— start PAGE EXTRACT —

This analysis is supported in a profound remembrance of Papal biographer, George Weigel:
Pope John Paul II should also
be remembered, however, as a man with a penetrating insight into the
currents that flow beneath the surface of history, currents that in
fact create history, often in surprising ways.
In a 1968 letter to the French
Jesuit theologian, Henri de Lubac, then-Cardinal Karol Wojtyla
suggested that "a degradation, indeed a pulverization, of the
fundamental uniqueness of each human person" was at the root of the
20th century's grim record: two World Wars, Auschwitz and the Gulag, a
Cold War threatening global disaster, oceans of blood and mountains of
corpses. How had a century begun with such high hopes for the human
future produced mankind's greatest catastrophes? Because, Karol Wojtyla
proposed, Western humanism had gone off the rails, collapsing into
forms of self-absorption, and then self-doubt, so severe that men and
women had begun to wonder whether there was any truth at all to be
found in the world, or in themselves.
Let me close this post by pointing to Glenn Reynolds' roundup of posts from noted bloggers.
Update: The counter-position is persuasively argued in the same newspaper (The Telegraph) today by Ferdinand Mount. I think both arguments contain some truth.
The Far Left position is probably represented by a Professor of "Cultural Theory", who states in The Guardian that "the Pope died with blood on his hands",
having done untold damage to the Church and countless Catholics.
I guess he won't be attending the funeral! In turn, The Guardian gets a roasting. Kuro5hin also has a negative review.
Timothy Garton Ash in the same newspaper has a much more positive view, hailing him as "the first world leader", while Hugh Hewitt points out that the Pope had detractors on the right also, not noticed by the mainstream media.
Anne Applebaum in the Washington Post focuses on the role that JP2 played in the defeat of communism.

— end PAGE EXTRACT —

- STATED TASK A
List every line of the records that contains the word "each", matching case exactly.
The blog post has no connection to the records.

— start RECORDS SHOWN —

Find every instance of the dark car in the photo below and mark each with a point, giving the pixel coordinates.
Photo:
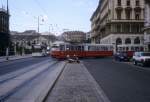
(121, 56)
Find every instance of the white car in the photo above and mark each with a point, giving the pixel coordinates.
(142, 58)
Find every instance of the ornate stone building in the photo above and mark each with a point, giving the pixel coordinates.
(25, 40)
(118, 22)
(4, 31)
(74, 36)
(147, 25)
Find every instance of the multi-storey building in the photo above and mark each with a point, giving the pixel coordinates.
(4, 30)
(74, 36)
(147, 25)
(118, 22)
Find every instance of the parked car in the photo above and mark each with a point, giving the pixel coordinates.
(142, 58)
(121, 56)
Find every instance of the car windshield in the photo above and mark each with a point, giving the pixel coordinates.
(145, 54)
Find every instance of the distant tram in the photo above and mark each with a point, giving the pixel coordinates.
(130, 49)
(61, 50)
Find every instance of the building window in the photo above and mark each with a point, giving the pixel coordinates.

— end RECORDS SHOWN —

- STATED TASK B
In the blog post on Pope John Paul II, to whom did Karol Wojtyla write his 1968 letter?

- FULL ANSWER A
Find every instance of the dark car in the photo below and mark each with a point, giving the pixel coordinates.
Find every instance of the white car in the photo above and mark each with a point, giving the pixel coordinates.
Find every instance of the ornate stone building in the photo above and mark each with a point, giving the pixel coordinates.
Find every instance of the multi-storey building in the photo above and mark each with a point, giving the pixel coordinates.
Find every instance of the parked car in the photo above and mark each with a point, giving the pixel coordinates.
Find every instance of the car windshield in the photo above and mark each with a point, giving the pixel coordinates.
Find every instance of the distant tram in the photo above and mark each with a point, giving the pixel coordinates.
Find every instance of the building window in the photo above and mark each with a point, giving the pixel coordinates.

- FULL ANSWER B
The French Jesuit theologian Henri de Lubac.